My marriage ended with a blow to the head—my head. Matt threw the punch. I called the cops. Matt went to jail. We got divorced. Two years later, he proposed a reunion, and I moved back into the house lined with rose bushes. Sometimes, I  find myself talking to the trinkets on the sill above the kitchen sink, a motley menagerie of plastic alligators, ceramic donkeys, and glass swans, trying to figure things out. I am the only speaker at this strange symposium. “We used to be one,” I tell them, “but now we are two.” We once thought we would die in this house, but it seems a part of us jumped the gun, and left here long ago. Now that it’s gone, we don’t know who we are anymore. We’re stuck here, for better or worse, haunted by the ghost of what might have been.
++++
* [PROBLEM SET]:
(A) Answer these questions from the passage on the marriage:
(i) How long after the divorce did Matt propose a reunion?
(ii) What lines the house?
(iii) What objects sit on the sill above the kitchen sink?
(B) Condense the paragraph beginning "My marriage ended with a blow to the head" from the passage on the marriage into a shorter version that keeps its main facts.
(C) Continue the passage on the marriage, starting after its final sentence.
The data that follow have no connection to the text.
++++
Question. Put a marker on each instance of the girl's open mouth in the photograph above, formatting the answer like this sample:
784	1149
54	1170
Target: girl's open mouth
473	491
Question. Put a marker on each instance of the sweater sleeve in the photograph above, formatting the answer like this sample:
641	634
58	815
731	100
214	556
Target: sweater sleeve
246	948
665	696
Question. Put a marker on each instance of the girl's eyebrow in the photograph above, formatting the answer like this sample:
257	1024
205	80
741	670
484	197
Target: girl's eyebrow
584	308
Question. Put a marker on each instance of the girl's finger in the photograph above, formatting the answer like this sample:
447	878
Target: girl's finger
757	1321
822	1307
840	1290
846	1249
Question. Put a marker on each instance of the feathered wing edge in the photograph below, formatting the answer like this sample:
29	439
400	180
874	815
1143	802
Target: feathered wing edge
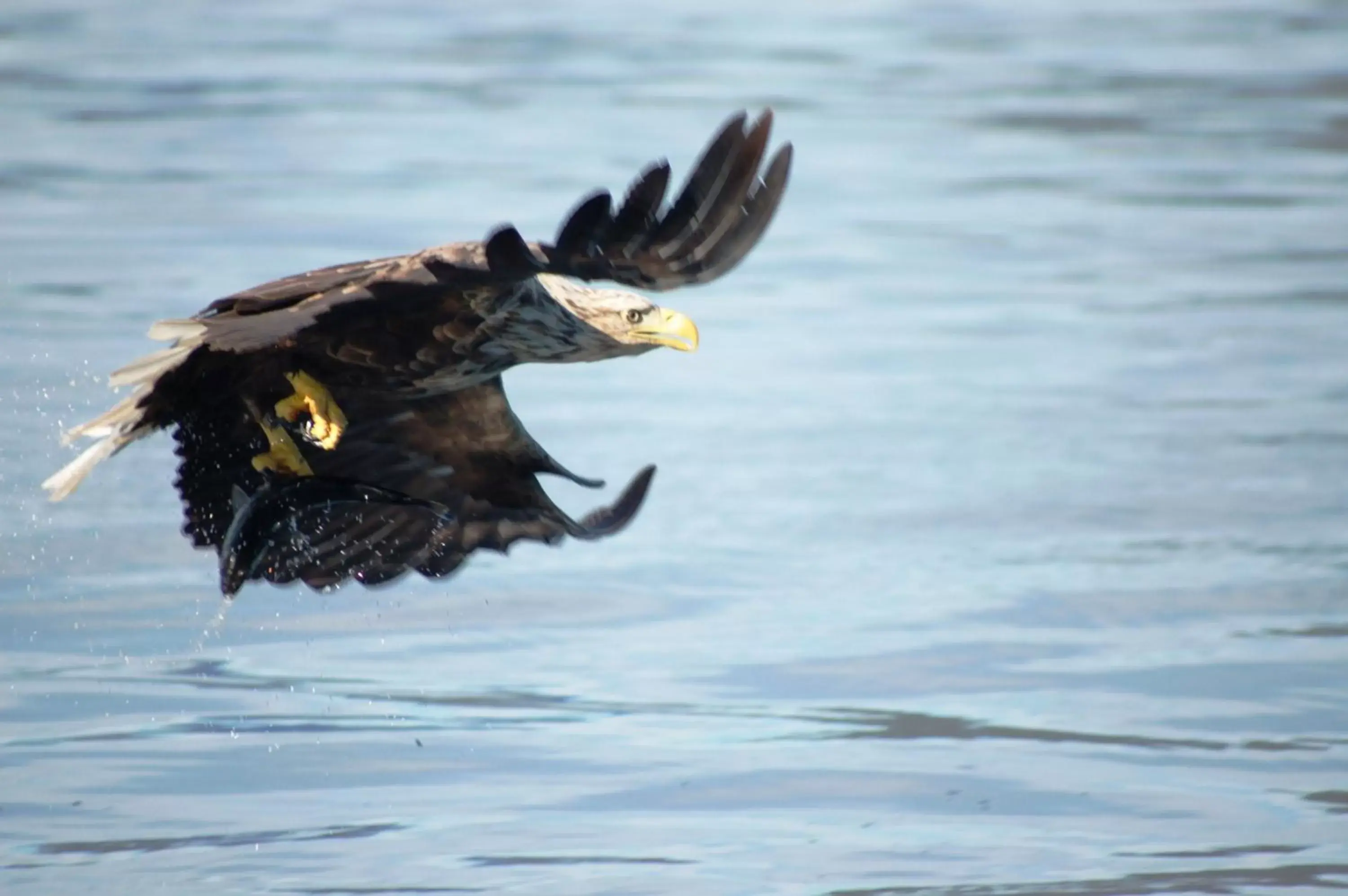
++++
* [ANSWERS GIVEN]:
(A)
(i) Two years.
(ii) Rose bushes.
(iii) Plastic alligators, ceramic donkeys, and glass swans.

(B) My marriage ended when Matt punched me in the head. I called the police, Matt was jailed, and we divorced. Two years later he proposed a reunion, and I moved back into the house lined with rose bushes. Sometimes I talk to the trinkets on the kitchen windowsill: plastic alligators, ceramic donkeys, and glass swans. I tell them, "We used to be one, but now we are two." We once expected to die in this house, but part of us left long ago. Now we no longer know who we are and are stuck here, haunted by what might have been.

(C)
In another universe, there’s a version of me that keeps the house clean. She rests her wedding band on a pedastal, a bronze ring holder shaped like a hedgehog, while she tends the dishes. The job is finished when the last saucepan is wiped dry and hung from an ornate pot rack Matt installed just weeks after the wedding. This version of me arranges the trinkets on the window sill above the kitchen sink, alone in the Pine-Sol scented air, as Matt reads our son a bedtime story in another room across the house.

There’s a red Samsonite suitcase sitting in a closet in a parallel dimension. It stays there, save for two weeks per year, when a diverging, happy copy of Matt and Cassidy take it out, and travel the world together. There are pictures of us against backdrops of the Egyptian pyramids and the Eiffel Tower. In this alternate reality, I took Matt back to where I grew up in northern California. There, I showed him the Redwood National Forest and helped him build a fire on the beach. I wrote his name in the sand, then went home, unpacked, and put our suitcases away.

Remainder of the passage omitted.